▸ **Текст страницы**:
========================================================================

Другие пишут сразу набело, вытягивают строку, как шелковую нить шелкопряда, и уже никогда не возвращаются к тексту, то ли стыдясь его, то ли боясь повториться.
Виктор Астафьев порою писал в день по пятьдесят страниц и более, как бы освобождался от тяжкой сердечной гнетеи, а разрешившись от бремени, годами переплавлял словесный хаос, просеивал от шелухи через частые решета. Шутник и балагур, порою матерщинник, пересмешник и злоязычник, с какой-то однобокой желчной памятью, – на письме Виктор Петрович был необыкновенно нежен, чист и романтичен. Он прирос к каждой истинно русской душе своей простонародностью, ароматностью, полнозвучностью слова...
Лев Толстой переделывал тексты по десятку раз, его корявую руку не мог понять никто, кроме супруги. Само писание, чувствование слова, течение мысли на бумаге доставляли ему наслаждение, похожее на любовь к женщине, лошадям, вину и картам. Плодовистость графа во всем была необыкновенна (уже сто лет черновые варианты Толстого – хлеб для вечно несытых литературоведов).
Девиз Олеши – «Ни дня без строчки». Но накуковал лишь два тома.
Василий Белов (по его признанию) садится за письменный стол с чувством неизьяснимой радости.
Александра Куприна жена привязывала к стулу, чтобы он исполнил свой дневной урок.
Кто-то сочинял на ресторанной салфетке, кто-то на лядвии любовницы, кто-то с кокоткой на коленях, в вагонном купе, в горячей ванне, на дружеской попойке, в землянке, перед террактом, на пересылке по этапу, в тюремной камере, в ссылке, «на шарашке», в эмиграции, в шалаше, в Кремле, на супружеском ложе с чашкою крепкого кофию... Магнат и табачный король, Александр Потемкин, для литературных трудов выстроил дом.

========================================================================

▸ **Задания для выполнения**:
a – Что, согласно тексту страницы, делала жена Александра Куприна, чтобы он исполнил свой дневной урок?
b – Перепишите строки записей начиная со строки, где есть «of the black», и до конца записей включительно, заменив «tag» на «mark» и не меняя больше ничего. Выведите только эти строки.
Текст страницы и записи между собой никак не связаны.

========================================================================

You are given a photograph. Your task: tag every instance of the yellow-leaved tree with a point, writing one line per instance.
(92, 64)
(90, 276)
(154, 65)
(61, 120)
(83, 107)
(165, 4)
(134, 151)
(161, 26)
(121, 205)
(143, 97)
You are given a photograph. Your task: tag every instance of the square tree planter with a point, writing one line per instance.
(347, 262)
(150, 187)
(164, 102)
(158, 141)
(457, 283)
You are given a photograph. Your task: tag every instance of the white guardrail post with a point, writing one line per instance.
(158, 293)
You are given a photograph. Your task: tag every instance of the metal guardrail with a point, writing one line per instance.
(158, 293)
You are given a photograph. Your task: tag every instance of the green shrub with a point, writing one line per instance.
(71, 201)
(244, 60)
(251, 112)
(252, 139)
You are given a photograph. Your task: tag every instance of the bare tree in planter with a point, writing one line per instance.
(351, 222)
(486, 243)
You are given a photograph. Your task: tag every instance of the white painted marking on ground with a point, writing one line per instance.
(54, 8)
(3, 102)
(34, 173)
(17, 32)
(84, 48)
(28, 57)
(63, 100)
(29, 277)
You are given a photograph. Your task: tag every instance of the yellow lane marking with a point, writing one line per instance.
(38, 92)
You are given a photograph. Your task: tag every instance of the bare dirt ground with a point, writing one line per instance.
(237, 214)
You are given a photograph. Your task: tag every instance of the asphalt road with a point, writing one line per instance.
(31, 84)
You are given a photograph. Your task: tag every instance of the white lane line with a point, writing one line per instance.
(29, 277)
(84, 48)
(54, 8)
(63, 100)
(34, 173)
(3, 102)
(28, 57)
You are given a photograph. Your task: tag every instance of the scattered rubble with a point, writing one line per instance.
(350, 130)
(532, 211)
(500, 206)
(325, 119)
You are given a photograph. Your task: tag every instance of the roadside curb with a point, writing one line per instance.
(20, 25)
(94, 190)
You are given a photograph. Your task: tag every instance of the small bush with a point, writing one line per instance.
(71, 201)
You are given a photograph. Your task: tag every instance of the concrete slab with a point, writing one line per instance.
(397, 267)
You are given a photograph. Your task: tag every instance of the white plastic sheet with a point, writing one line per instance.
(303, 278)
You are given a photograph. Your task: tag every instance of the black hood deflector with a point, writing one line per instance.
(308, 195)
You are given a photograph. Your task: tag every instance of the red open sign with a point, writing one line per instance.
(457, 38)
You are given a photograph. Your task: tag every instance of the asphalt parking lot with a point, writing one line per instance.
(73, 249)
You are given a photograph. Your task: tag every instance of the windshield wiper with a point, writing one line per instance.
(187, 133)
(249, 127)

========================================================================

▸ **Ответы к заданиям**:
a – Привязывала его к стулу.

b –
You are given a photograph. Your task: mark every instance of the black hood deflector with a point, writing one line per instance.
(308, 195)
You are given a photograph. Your task: mark every instance of the red open sign with a point, writing one line per instance.
(457, 38)
You are given a photograph. Your task: mark every instance of the asphalt parking lot with a point, writing one line per instance.
(73, 249)
You are given a photograph. Your task: mark every instance of the windshield wiper with a point, writing one line per instance.
(187, 133)
(249, 127)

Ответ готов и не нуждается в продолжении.